ENTRIES SHOWN:
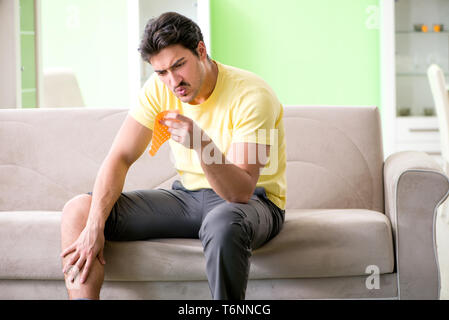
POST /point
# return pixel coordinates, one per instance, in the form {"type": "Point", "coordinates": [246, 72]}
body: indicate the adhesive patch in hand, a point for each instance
{"type": "Point", "coordinates": [160, 132]}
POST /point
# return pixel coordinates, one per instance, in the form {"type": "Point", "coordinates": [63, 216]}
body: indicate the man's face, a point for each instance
{"type": "Point", "coordinates": [180, 70]}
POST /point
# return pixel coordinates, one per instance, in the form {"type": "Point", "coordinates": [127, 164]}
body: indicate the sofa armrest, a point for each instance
{"type": "Point", "coordinates": [415, 186]}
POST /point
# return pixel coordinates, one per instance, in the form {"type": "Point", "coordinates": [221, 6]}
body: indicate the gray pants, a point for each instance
{"type": "Point", "coordinates": [228, 231]}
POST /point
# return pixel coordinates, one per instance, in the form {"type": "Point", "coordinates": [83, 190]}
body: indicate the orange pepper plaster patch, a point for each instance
{"type": "Point", "coordinates": [160, 132]}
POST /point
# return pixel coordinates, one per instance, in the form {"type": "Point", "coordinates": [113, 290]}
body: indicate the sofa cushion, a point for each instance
{"type": "Point", "coordinates": [313, 243]}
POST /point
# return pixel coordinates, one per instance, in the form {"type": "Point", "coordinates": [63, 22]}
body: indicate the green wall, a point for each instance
{"type": "Point", "coordinates": [318, 52]}
{"type": "Point", "coordinates": [90, 37]}
{"type": "Point", "coordinates": [28, 53]}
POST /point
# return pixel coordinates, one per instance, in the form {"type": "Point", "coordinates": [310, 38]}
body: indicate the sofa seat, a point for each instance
{"type": "Point", "coordinates": [313, 243]}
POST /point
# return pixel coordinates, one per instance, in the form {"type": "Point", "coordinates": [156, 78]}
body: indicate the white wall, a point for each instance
{"type": "Point", "coordinates": [9, 54]}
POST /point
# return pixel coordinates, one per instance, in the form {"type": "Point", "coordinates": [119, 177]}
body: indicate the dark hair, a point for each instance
{"type": "Point", "coordinates": [168, 29]}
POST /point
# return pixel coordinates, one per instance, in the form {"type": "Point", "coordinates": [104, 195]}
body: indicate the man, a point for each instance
{"type": "Point", "coordinates": [226, 123]}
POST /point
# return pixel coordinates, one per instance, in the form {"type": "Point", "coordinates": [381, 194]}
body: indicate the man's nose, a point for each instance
{"type": "Point", "coordinates": [174, 79]}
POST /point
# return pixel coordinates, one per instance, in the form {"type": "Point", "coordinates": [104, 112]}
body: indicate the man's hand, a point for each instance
{"type": "Point", "coordinates": [86, 249]}
{"type": "Point", "coordinates": [184, 130]}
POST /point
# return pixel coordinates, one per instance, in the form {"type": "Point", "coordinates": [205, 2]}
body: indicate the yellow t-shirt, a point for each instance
{"type": "Point", "coordinates": [242, 108]}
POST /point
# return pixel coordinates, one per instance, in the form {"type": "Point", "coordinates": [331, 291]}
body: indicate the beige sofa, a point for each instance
{"type": "Point", "coordinates": [356, 226]}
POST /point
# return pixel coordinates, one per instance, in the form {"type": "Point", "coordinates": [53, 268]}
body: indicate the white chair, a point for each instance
{"type": "Point", "coordinates": [441, 100]}
{"type": "Point", "coordinates": [61, 89]}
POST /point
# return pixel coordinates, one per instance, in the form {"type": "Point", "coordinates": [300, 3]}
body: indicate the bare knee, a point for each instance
{"type": "Point", "coordinates": [76, 208]}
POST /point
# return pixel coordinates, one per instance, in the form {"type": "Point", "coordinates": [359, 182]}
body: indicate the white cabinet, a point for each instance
{"type": "Point", "coordinates": [419, 134]}
{"type": "Point", "coordinates": [406, 53]}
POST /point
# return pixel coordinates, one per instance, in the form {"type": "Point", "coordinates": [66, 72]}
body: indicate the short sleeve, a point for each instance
{"type": "Point", "coordinates": [148, 105]}
{"type": "Point", "coordinates": [255, 118]}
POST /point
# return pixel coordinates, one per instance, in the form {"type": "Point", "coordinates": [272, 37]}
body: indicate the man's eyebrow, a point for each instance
{"type": "Point", "coordinates": [174, 64]}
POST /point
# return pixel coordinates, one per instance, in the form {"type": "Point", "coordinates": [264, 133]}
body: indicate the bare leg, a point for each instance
{"type": "Point", "coordinates": [74, 217]}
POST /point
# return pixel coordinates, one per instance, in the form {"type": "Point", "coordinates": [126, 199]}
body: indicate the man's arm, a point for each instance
{"type": "Point", "coordinates": [233, 180]}
{"type": "Point", "coordinates": [129, 144]}
{"type": "Point", "coordinates": [234, 177]}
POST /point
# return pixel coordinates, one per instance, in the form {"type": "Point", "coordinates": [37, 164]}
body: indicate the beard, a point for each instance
{"type": "Point", "coordinates": [195, 89]}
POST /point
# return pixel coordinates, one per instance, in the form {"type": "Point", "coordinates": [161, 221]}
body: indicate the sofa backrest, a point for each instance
{"type": "Point", "coordinates": [334, 157]}
{"type": "Point", "coordinates": [47, 156]}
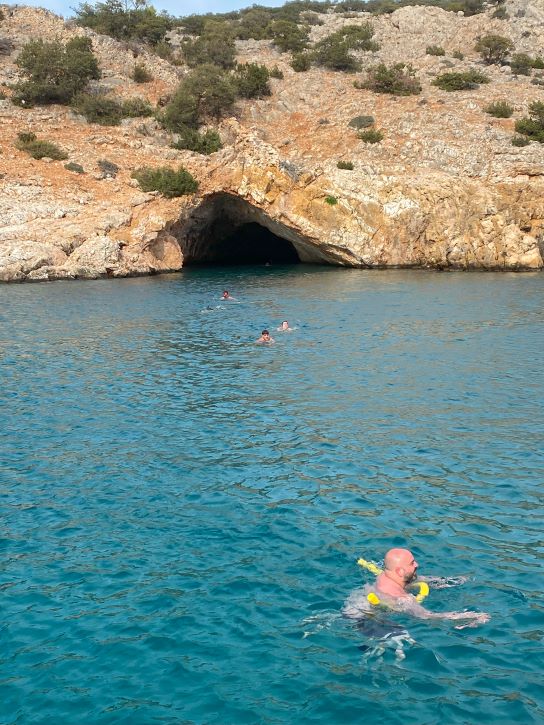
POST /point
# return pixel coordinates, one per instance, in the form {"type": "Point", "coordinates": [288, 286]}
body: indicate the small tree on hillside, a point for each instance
{"type": "Point", "coordinates": [253, 24]}
{"type": "Point", "coordinates": [251, 80]}
{"type": "Point", "coordinates": [287, 36]}
{"type": "Point", "coordinates": [215, 45]}
{"type": "Point", "coordinates": [56, 72]}
{"type": "Point", "coordinates": [207, 92]}
{"type": "Point", "coordinates": [493, 48]}
{"type": "Point", "coordinates": [124, 20]}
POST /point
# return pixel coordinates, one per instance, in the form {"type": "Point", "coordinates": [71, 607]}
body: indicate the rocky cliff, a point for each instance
{"type": "Point", "coordinates": [445, 188]}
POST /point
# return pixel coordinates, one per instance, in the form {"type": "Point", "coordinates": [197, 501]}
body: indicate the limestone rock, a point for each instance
{"type": "Point", "coordinates": [444, 189]}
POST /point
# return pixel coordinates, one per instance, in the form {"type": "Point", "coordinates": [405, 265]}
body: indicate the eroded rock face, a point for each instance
{"type": "Point", "coordinates": [445, 189]}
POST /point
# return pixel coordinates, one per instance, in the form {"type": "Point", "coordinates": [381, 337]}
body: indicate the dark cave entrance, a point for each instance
{"type": "Point", "coordinates": [250, 243]}
{"type": "Point", "coordinates": [227, 230]}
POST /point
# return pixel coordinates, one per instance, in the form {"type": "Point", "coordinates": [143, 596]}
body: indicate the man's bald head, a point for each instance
{"type": "Point", "coordinates": [401, 565]}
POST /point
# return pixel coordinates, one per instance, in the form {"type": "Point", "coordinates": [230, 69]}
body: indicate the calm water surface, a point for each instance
{"type": "Point", "coordinates": [181, 510]}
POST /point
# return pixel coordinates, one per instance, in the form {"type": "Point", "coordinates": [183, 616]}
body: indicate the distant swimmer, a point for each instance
{"type": "Point", "coordinates": [391, 590]}
{"type": "Point", "coordinates": [265, 337]}
{"type": "Point", "coordinates": [284, 327]}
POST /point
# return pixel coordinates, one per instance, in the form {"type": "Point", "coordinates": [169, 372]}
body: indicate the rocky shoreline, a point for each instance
{"type": "Point", "coordinates": [444, 190]}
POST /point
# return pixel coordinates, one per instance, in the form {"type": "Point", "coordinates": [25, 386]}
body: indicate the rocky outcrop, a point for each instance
{"type": "Point", "coordinates": [445, 189]}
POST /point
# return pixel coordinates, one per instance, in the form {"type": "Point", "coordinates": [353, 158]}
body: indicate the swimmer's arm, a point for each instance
{"type": "Point", "coordinates": [443, 582]}
{"type": "Point", "coordinates": [472, 618]}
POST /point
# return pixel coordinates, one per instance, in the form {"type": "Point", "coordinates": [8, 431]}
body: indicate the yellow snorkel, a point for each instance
{"type": "Point", "coordinates": [373, 569]}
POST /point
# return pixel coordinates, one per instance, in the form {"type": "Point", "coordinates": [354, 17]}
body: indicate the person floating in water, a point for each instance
{"type": "Point", "coordinates": [265, 337]}
{"type": "Point", "coordinates": [391, 589]}
{"type": "Point", "coordinates": [284, 327]}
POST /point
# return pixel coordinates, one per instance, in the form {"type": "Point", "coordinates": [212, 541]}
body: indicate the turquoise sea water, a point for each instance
{"type": "Point", "coordinates": [181, 510]}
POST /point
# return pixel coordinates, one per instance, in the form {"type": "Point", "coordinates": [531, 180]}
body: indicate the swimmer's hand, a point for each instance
{"type": "Point", "coordinates": [476, 618]}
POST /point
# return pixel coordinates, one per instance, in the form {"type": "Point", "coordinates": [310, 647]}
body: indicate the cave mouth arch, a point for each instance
{"type": "Point", "coordinates": [249, 243]}
{"type": "Point", "coordinates": [225, 229]}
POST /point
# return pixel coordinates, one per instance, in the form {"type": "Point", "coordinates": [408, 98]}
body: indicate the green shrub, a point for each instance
{"type": "Point", "coordinates": [287, 36]}
{"type": "Point", "coordinates": [533, 126]}
{"type": "Point", "coordinates": [334, 51]}
{"type": "Point", "coordinates": [521, 64]}
{"type": "Point", "coordinates": [398, 79]}
{"type": "Point", "coordinates": [499, 109]}
{"type": "Point", "coordinates": [140, 74]}
{"type": "Point", "coordinates": [76, 168]}
{"type": "Point", "coordinates": [125, 20]}
{"type": "Point", "coordinates": [372, 135]}
{"type": "Point", "coordinates": [251, 80]}
{"type": "Point", "coordinates": [108, 168]}
{"type": "Point", "coordinates": [468, 80]}
{"type": "Point", "coordinates": [168, 182]}
{"type": "Point", "coordinates": [98, 109]}
{"type": "Point", "coordinates": [301, 62]}
{"type": "Point", "coordinates": [361, 122]}
{"type": "Point", "coordinates": [136, 107]}
{"type": "Point", "coordinates": [163, 50]}
{"type": "Point", "coordinates": [215, 45]}
{"type": "Point", "coordinates": [202, 143]}
{"type": "Point", "coordinates": [254, 24]}
{"type": "Point", "coordinates": [39, 149]}
{"type": "Point", "coordinates": [275, 72]}
{"type": "Point", "coordinates": [6, 46]}
{"type": "Point", "coordinates": [500, 13]}
{"type": "Point", "coordinates": [26, 137]}
{"type": "Point", "coordinates": [493, 48]}
{"type": "Point", "coordinates": [207, 92]}
{"type": "Point", "coordinates": [55, 72]}
{"type": "Point", "coordinates": [193, 24]}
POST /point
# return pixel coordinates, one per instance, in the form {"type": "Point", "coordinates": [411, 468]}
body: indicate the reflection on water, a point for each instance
{"type": "Point", "coordinates": [180, 506]}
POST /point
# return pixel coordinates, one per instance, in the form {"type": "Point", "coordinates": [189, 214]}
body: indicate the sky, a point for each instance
{"type": "Point", "coordinates": [179, 8]}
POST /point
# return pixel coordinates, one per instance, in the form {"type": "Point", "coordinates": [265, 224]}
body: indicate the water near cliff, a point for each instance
{"type": "Point", "coordinates": [182, 509]}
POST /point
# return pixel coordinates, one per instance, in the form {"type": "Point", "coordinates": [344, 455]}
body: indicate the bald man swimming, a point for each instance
{"type": "Point", "coordinates": [392, 585]}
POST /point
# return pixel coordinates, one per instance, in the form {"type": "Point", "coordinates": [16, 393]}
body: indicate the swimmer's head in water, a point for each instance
{"type": "Point", "coordinates": [400, 563]}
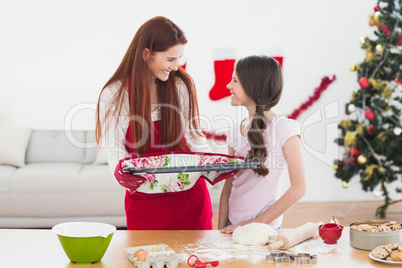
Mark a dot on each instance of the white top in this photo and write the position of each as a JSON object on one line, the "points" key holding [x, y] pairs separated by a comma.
{"points": [[251, 195], [114, 138]]}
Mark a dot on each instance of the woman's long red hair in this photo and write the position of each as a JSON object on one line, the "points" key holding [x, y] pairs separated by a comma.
{"points": [[157, 34]]}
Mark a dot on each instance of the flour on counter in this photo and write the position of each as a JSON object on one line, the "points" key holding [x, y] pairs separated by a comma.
{"points": [[318, 247], [225, 250]]}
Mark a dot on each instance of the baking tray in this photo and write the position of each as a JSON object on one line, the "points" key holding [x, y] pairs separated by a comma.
{"points": [[215, 167]]}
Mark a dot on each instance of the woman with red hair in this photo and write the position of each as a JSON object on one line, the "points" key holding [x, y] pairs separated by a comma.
{"points": [[150, 105]]}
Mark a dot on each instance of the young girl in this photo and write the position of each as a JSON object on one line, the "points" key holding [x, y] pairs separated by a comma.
{"points": [[268, 138], [148, 104]]}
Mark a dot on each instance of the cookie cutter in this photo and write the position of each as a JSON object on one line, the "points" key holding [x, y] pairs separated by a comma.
{"points": [[305, 258], [300, 258], [278, 257]]}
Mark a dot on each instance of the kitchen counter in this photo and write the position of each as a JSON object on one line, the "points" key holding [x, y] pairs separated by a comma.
{"points": [[41, 249]]}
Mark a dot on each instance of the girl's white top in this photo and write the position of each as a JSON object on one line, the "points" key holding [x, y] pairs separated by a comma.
{"points": [[251, 195], [114, 137]]}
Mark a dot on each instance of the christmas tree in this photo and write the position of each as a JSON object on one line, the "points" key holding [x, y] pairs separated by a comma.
{"points": [[371, 134]]}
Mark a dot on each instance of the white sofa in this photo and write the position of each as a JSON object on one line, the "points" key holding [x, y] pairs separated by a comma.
{"points": [[48, 177]]}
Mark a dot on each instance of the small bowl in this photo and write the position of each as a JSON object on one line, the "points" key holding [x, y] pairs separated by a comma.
{"points": [[370, 240], [330, 226], [84, 242], [331, 234]]}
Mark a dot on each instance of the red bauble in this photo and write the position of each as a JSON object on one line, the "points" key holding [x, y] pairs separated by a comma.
{"points": [[370, 129], [364, 83], [354, 151], [369, 114]]}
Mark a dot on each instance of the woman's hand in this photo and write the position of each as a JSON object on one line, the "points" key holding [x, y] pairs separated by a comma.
{"points": [[126, 180]]}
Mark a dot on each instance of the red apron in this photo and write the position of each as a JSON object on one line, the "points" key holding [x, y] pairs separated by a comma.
{"points": [[186, 210]]}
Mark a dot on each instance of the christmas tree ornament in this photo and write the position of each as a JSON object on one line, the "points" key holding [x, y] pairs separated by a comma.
{"points": [[370, 56], [397, 131], [354, 151], [363, 40], [361, 159], [350, 139], [346, 124], [374, 84], [379, 48], [364, 82], [370, 129], [351, 108], [377, 119], [369, 114], [377, 17], [377, 193]]}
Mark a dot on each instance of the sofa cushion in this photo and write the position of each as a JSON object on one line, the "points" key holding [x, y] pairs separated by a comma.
{"points": [[46, 177], [92, 148], [56, 146], [13, 145], [6, 173], [97, 177], [101, 156]]}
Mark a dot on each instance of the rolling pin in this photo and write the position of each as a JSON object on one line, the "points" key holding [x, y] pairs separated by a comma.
{"points": [[301, 233]]}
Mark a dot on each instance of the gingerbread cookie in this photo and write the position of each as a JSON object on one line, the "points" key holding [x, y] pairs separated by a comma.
{"points": [[381, 252], [396, 256]]}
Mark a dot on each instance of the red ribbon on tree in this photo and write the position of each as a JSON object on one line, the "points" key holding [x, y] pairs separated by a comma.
{"points": [[325, 82]]}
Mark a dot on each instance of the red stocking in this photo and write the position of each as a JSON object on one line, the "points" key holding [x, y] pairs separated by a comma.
{"points": [[223, 75]]}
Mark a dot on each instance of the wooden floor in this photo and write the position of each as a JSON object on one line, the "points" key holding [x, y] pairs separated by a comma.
{"points": [[345, 212]]}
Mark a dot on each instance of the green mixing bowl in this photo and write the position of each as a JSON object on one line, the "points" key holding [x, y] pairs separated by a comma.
{"points": [[84, 242]]}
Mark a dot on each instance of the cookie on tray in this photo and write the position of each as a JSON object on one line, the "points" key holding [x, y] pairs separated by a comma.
{"points": [[381, 252]]}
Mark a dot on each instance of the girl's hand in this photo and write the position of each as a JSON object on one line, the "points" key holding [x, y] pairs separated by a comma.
{"points": [[229, 229]]}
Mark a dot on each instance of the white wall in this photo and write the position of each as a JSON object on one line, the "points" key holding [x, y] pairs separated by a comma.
{"points": [[55, 56]]}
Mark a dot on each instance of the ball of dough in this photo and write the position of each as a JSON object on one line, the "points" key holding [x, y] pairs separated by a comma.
{"points": [[254, 234]]}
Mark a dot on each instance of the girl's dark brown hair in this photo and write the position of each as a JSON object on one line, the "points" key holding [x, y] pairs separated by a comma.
{"points": [[261, 79], [157, 34]]}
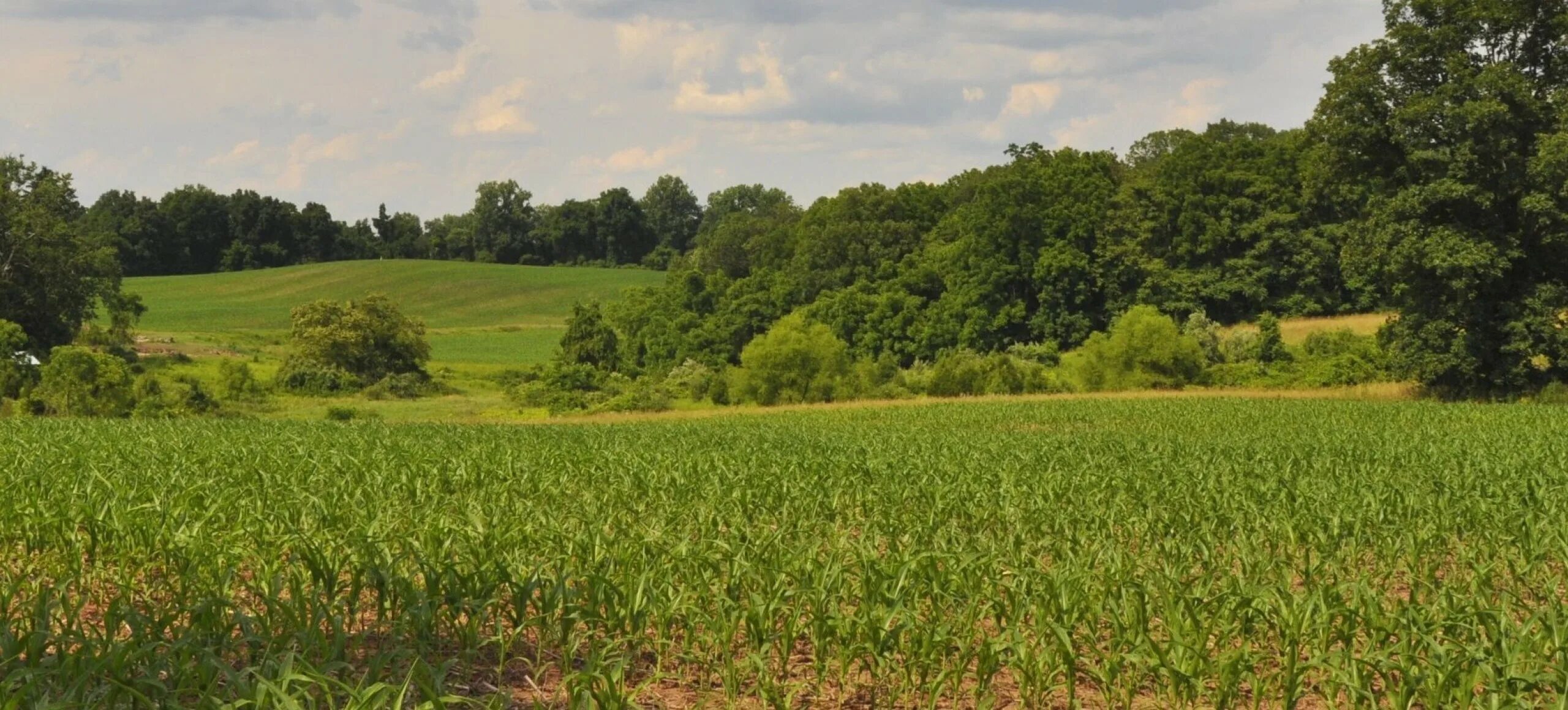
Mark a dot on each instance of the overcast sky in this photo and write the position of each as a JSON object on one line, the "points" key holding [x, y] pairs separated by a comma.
{"points": [[415, 102]]}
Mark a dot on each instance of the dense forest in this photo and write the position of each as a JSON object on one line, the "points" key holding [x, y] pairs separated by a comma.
{"points": [[1431, 181]]}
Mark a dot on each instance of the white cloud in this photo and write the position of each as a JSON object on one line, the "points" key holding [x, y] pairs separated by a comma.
{"points": [[696, 96], [1031, 99], [240, 154], [497, 112], [306, 151], [454, 74], [1197, 105], [642, 159]]}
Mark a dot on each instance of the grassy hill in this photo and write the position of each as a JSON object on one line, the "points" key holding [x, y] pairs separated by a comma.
{"points": [[477, 312], [443, 294]]}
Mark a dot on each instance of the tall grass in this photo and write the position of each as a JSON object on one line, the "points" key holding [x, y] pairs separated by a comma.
{"points": [[1104, 554]]}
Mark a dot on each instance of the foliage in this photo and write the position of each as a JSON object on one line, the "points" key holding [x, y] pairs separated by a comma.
{"points": [[589, 339], [342, 345], [1452, 129], [1142, 350], [83, 383], [54, 273], [347, 414], [184, 397], [797, 361], [963, 373], [1270, 344], [404, 386], [1206, 333], [237, 383]]}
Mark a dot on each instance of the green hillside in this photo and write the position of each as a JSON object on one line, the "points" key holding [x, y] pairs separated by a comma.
{"points": [[443, 294]]}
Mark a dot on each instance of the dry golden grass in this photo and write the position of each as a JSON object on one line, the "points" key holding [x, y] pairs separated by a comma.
{"points": [[1297, 330], [1370, 392]]}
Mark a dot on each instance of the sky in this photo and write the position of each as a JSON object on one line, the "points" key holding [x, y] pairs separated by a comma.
{"points": [[415, 102]]}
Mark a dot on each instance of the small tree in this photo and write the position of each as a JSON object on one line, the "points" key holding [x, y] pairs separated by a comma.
{"points": [[12, 373], [82, 383], [1144, 350], [590, 340], [796, 361], [1270, 344], [237, 383], [347, 345], [1206, 333]]}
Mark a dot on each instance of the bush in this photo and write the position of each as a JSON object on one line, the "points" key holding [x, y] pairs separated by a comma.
{"points": [[1332, 344], [692, 379], [1270, 344], [82, 383], [13, 373], [405, 386], [314, 378], [637, 397], [1048, 355], [589, 339], [1206, 333], [1239, 347], [1553, 394], [339, 347], [237, 383], [347, 414], [1144, 350], [564, 387], [797, 361], [186, 397]]}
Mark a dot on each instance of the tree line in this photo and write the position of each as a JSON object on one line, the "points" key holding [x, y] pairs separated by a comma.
{"points": [[194, 230], [1432, 181]]}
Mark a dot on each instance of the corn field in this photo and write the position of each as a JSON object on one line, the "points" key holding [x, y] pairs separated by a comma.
{"points": [[1118, 554]]}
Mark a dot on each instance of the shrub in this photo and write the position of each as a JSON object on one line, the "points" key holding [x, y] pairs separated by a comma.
{"points": [[342, 345], [1048, 355], [1144, 350], [637, 397], [314, 378], [13, 373], [692, 379], [405, 386], [1206, 333], [349, 414], [1270, 344], [1338, 342], [1239, 347], [82, 383], [237, 383], [186, 397], [796, 361], [589, 339]]}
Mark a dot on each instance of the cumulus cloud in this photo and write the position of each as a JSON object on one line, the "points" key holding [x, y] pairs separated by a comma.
{"points": [[499, 112], [640, 159], [696, 96], [457, 73], [805, 94], [1031, 99], [240, 154], [178, 10]]}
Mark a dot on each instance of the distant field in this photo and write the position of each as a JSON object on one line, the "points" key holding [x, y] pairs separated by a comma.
{"points": [[443, 294], [1076, 552], [482, 314], [1295, 330]]}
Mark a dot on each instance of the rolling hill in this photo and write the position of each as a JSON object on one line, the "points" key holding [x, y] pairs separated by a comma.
{"points": [[475, 312]]}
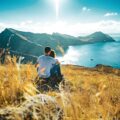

TASK DETAILS: Leave every picture out, and reproduce exactly the lines from the line bearing "Mark a dot on each instance of the distant" through the closing line of the material above.

YOUR SOLUTION:
Mark a dot on each instance of the distant field in this photo and write the position of each as a JSON object on one line, the "points" key holding [x, y] pairs separated by a comma.
{"points": [[443, 294], [1076, 552], [482, 314], [1295, 330]]}
Mark a dot on each instance of the rolling hill in this photo and write the position of each as a JSON object on one line, the "points" key holding [x, y] pairs separated by a comma.
{"points": [[475, 312]]}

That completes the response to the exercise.